» **Ваша задача**
Замените во всех строках ниже «thickest part» на «widest part» и выведите их заново, остальное оставьте без изменений.
____ Список строк
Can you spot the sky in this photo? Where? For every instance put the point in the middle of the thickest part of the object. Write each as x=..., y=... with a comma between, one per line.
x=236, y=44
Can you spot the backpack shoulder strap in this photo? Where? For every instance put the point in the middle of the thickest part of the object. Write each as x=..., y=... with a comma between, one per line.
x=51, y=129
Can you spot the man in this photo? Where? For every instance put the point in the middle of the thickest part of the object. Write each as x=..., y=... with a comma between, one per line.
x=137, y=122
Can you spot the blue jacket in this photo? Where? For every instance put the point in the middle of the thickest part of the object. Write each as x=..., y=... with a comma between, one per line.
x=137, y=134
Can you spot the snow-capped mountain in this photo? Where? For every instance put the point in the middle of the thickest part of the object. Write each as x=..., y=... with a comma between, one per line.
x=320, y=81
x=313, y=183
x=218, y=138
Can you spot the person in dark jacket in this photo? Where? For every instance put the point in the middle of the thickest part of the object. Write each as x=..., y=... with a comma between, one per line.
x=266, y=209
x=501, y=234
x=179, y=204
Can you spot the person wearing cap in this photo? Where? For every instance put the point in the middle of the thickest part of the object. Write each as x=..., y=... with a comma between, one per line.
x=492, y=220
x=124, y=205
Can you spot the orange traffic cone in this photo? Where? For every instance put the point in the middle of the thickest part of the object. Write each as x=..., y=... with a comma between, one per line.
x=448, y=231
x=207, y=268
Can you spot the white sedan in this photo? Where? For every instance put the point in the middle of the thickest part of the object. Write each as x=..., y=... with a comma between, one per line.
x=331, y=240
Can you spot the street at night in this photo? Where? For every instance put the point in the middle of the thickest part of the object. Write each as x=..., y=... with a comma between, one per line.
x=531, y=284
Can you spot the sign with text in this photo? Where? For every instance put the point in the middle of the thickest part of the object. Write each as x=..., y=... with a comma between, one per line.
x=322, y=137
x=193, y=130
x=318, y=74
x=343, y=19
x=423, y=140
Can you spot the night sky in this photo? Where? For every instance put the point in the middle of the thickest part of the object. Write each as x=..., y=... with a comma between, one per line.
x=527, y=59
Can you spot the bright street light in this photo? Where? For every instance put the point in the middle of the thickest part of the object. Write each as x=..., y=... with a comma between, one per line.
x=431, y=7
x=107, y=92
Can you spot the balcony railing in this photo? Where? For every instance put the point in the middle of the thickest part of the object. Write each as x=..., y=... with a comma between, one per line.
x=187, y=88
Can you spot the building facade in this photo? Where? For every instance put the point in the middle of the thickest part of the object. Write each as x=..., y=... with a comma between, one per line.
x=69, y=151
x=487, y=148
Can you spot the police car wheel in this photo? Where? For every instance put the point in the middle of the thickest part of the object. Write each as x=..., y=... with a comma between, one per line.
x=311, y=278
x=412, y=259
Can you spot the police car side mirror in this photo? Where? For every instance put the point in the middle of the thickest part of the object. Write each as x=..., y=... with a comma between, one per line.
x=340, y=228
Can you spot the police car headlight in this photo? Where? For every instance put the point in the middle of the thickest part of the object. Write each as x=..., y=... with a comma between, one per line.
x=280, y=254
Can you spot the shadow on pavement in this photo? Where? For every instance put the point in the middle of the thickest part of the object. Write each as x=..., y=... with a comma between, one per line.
________
» **Ожидаемый ответ**
Can you spot the sky in this photo? Where? For every instance put the point in the middle of the widest part of the object. Write each as x=..., y=... with a comma between, one per line.
x=236, y=44
Can you spot the backpack shoulder strap in this photo? Where? For every instance put the point in the middle of the widest part of the object. Write each as x=..., y=... with a comma between, one per line.
x=51, y=129
Can you spot the man in this photo? Where? For every instance put the point in the middle of the widest part of the object. Write each as x=..., y=... with a comma between, one per line.
x=137, y=122
Can you spot the blue jacket in this photo? Where? For every instance put the point in the middle of the widest part of the object. Write each as x=..., y=... with a comma between, one per line.
x=137, y=134
Can you spot the snow-capped mountain in this photo? Where? For every instance put the point in the middle of the widest part of the object. Write each as x=..., y=... with a comma between, one per line.
x=320, y=81
x=313, y=183
x=218, y=138
Can you spot the person in dark jacket in this photo? Where? For every instance put the point in the middle of the widest part of the object. Write each as x=..., y=... with a comma between, one per line.
x=266, y=209
x=501, y=234
x=179, y=204
Can you spot the person wearing cap in this photo? Where? For every instance put the point in the middle of the widest part of the object. Write each as x=..., y=... with a comma between, one per line.
x=492, y=220
x=124, y=205
Can you spot the orange traffic cone in this photo? Where? For every instance put the point in the middle of the widest part of the object. Write each as x=..., y=... with a comma between, one per line.
x=448, y=231
x=207, y=268
Can you spot the white sedan in this photo? Where? For every instance put the point in the middle of the widest part of the object. Write each as x=..., y=... with a comma between, one per line.
x=331, y=240
Can you spot the street at night in this photo? Where? For every instance put the point in the middle of the widest part of the object. Write each as x=..., y=... with a comma between, one per line.
x=531, y=284
Can you spot the sign with text in this photo? Where? For every instance put the point in the middle of the widest part of the object. Write each as x=..., y=... with a comma between, one per line.
x=322, y=137
x=193, y=130
x=318, y=74
x=343, y=19
x=423, y=140
Can you spot the night sky in this photo? Where? For every instance put the point in the middle of the widest part of the object. Write each as x=..., y=... with a comma between, one per line.
x=527, y=59
Can you spot the bright street light in this photo? Where? For every instance put the point in the middle of the widest part of the object. Write each as x=..., y=... with a comma between, one per line.
x=431, y=7
x=107, y=92
Can you spot the balcony railing in this photo? Where? For every instance put the point in the middle of the widest part of the object. Write each as x=..., y=... with a comma between, one per line.
x=187, y=88
Can you spot the building facade in this photo? Where? For every instance put the point in the middle of the widest part of the object. Write each as x=..., y=... with a comma between, one per line.
x=69, y=151
x=487, y=148
Can you spot the police car wheel in this photo? Where? For every instance put the point in the middle of the widest part of the object. Write each as x=..., y=... with a comma between, one per line.
x=311, y=278
x=412, y=259
Can you spot the police car side mirror in this photo? Where? For every instance put the point in the middle of the widest part of the object. Write each as x=..., y=... with a comma between, one per line.
x=340, y=228
Can you spot the police car headlight in this photo? Where? For every instance put the point in the middle of the widest part of the object. Write each as x=..., y=... with a comma between, one per line.
x=280, y=254
Can you spot the shadow on pavement in this photo? Where? For every instance put the point in the middle of the widest part of the object. Write each as x=..., y=... with a comma between, one per line.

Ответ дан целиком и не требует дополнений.